%%
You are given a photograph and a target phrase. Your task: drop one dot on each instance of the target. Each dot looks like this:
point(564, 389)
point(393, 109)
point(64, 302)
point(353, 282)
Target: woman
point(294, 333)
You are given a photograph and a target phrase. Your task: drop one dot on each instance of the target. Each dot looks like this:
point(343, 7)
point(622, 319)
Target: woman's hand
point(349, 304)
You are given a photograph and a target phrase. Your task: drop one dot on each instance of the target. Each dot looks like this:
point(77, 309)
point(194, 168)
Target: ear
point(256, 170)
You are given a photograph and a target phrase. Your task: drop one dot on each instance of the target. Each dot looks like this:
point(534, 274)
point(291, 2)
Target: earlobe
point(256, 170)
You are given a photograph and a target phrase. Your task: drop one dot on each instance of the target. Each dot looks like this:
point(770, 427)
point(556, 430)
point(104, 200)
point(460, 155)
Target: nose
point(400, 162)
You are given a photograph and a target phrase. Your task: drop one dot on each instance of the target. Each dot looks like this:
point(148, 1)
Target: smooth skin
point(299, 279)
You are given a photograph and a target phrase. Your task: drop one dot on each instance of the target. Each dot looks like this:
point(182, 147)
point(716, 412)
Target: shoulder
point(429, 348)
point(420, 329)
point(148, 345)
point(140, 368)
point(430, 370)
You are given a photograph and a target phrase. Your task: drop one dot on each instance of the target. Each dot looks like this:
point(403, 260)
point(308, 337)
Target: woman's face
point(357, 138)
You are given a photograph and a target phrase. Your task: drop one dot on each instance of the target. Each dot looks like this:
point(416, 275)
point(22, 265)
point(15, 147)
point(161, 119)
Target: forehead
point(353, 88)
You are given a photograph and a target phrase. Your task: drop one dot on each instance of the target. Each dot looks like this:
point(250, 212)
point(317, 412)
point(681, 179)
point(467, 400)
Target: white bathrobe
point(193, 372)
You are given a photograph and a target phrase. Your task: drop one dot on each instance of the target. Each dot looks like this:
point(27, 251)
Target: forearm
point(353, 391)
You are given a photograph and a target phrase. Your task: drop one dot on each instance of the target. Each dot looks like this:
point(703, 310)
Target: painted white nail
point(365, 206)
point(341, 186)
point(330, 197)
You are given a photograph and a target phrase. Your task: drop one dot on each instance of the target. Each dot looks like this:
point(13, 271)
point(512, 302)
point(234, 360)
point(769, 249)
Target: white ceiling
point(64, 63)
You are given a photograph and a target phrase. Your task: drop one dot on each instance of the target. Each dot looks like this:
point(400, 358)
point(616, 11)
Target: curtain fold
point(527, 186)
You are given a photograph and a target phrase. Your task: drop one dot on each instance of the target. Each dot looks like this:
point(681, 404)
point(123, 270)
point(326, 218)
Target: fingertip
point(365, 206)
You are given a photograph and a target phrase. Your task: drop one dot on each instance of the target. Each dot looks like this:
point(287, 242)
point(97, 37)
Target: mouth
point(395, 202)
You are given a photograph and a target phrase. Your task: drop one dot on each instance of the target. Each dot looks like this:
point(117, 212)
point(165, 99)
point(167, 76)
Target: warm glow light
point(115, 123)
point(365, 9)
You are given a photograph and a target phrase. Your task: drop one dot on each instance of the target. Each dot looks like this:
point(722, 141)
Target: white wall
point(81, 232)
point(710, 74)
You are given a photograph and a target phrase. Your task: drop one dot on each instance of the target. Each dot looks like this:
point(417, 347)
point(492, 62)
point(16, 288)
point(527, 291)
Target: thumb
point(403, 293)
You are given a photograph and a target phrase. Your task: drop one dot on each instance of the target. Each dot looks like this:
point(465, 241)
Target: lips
%%
### [Task prompt]
From the preceding material, extract every line exactly.

### [Written answer]
You are given a photograph and a target phrase. Your task: drop one dot on each instance of the target. Each dot looks like this:
point(564, 389)
point(393, 109)
point(64, 302)
point(353, 282)
Target: woman
point(294, 333)
You are given a photograph and a target phrase. Your task: drop one dot on each instance of the target. Each dot looks like this:
point(343, 7)
point(622, 319)
Target: woman's hand
point(349, 304)
You are given a photograph and a target phrase. Your task: drop one dot on each instance of the target. Each dot looks like this:
point(77, 309)
point(194, 168)
Target: ear
point(256, 170)
You are given a photograph and a target phrase. Your task: drop one dot on each instance of the target. Each dot looks like this:
point(534, 274)
point(291, 2)
Target: earlobe
point(256, 170)
You are given a photograph and a target phrase. Your task: drop one dot on each instance of the target. Each dot looks like this:
point(770, 427)
point(556, 430)
point(104, 200)
point(460, 155)
Target: nose
point(400, 162)
You are given a photograph and a target phrase. Your task: drop one dot on each instance of the target. Each dot looks like this:
point(148, 1)
Target: smooth skin
point(299, 279)
You are given a photograph and a target phrase. Your task: drop one dot on each instance of the target. Each dot looks like this:
point(182, 147)
point(716, 412)
Target: shoulder
point(429, 348)
point(420, 329)
point(148, 345)
point(140, 368)
point(430, 370)
You are given a photograph and a target phrase. Your task: drop one dot on each instance of the target. Each dot looks like this:
point(403, 260)
point(308, 337)
Target: woman's face
point(357, 138)
You are given a photograph and a target phrase. Your task: drop one dot on each instance of the target. Each dot looks like this:
point(416, 275)
point(22, 265)
point(15, 147)
point(161, 119)
Target: forehead
point(353, 88)
You are given a photograph and a target phrase. Your task: drop one dot on each instance of the target. Each dot looks like this:
point(250, 212)
point(317, 412)
point(681, 179)
point(467, 400)
Target: white bathrobe
point(193, 372)
You are given a photograph and a target phrase. Your task: drop one dot on each instance of the target. Each dot looks like this:
point(27, 251)
Target: forearm
point(353, 391)
You are given a photograph and a target phrase. Your task: drop one dot on each instance of the target. Each dot looks like this:
point(703, 310)
Target: painted white nail
point(365, 206)
point(341, 186)
point(330, 197)
You are given a photograph and a target phrase. Your task: drop one dot on each instance of the target. Each dot looks like this:
point(13, 271)
point(512, 302)
point(234, 360)
point(769, 249)
Target: white ceiling
point(64, 63)
You are given a photograph and a target phrase. Your task: drop one dot on each instance of the target. Each dot looks like this:
point(400, 358)
point(616, 11)
Target: curtain fold
point(527, 186)
You are given a photograph and a target phrase. Your task: drop one dot on each instance of the target. Each dot looks like this:
point(681, 404)
point(123, 270)
point(326, 218)
Target: fingertip
point(365, 206)
You are given a photograph and a target phrase. Your task: drop one dot on each instance of the target. Each dot looks like this:
point(287, 242)
point(97, 37)
Target: mouth
point(395, 202)
You are given a photograph and a target phrase. Your task: drop one dot on each instance of the target. Each dot looks like this:
point(117, 212)
point(165, 99)
point(167, 76)
Target: warm glow light
point(115, 123)
point(365, 9)
You are given a photograph and a target phrase. Your task: drop one dot on each instance of the target. Each dot looks like this:
point(722, 141)
Target: white wall
point(81, 232)
point(710, 74)
You are given a photograph and a target phrase. Your task: drop one dot on each instance of the target. Each dot looks like this:
point(417, 347)
point(492, 62)
point(16, 288)
point(527, 291)
Target: thumb
point(403, 293)
You are given a photograph and a target phrase. Your task: drop one dot on each instance of the target. Each dot looks like this:
point(465, 241)
Target: lips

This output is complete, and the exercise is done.